#### TASK BRIEF:
Extract every entry word for word.

#### DATA TO EXAMINE:
##############################

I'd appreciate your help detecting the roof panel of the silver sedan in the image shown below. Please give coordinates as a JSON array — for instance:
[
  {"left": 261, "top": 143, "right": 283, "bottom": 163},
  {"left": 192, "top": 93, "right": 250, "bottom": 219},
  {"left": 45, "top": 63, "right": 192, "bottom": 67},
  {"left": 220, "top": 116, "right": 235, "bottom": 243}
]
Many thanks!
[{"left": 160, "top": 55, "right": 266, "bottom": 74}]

##############################

#### ANSWER BOX:
I'd appreciate your help detecting the roof panel of the silver sedan in the image shown below. Please give coordinates as a JSON array — for instance:
[
  {"left": 261, "top": 143, "right": 283, "bottom": 163},
  {"left": 192, "top": 93, "right": 250, "bottom": 219},
  {"left": 45, "top": 63, "right": 192, "bottom": 67},
  {"left": 220, "top": 116, "right": 235, "bottom": 243}
]
Many thanks!
[{"left": 160, "top": 55, "right": 266, "bottom": 74}]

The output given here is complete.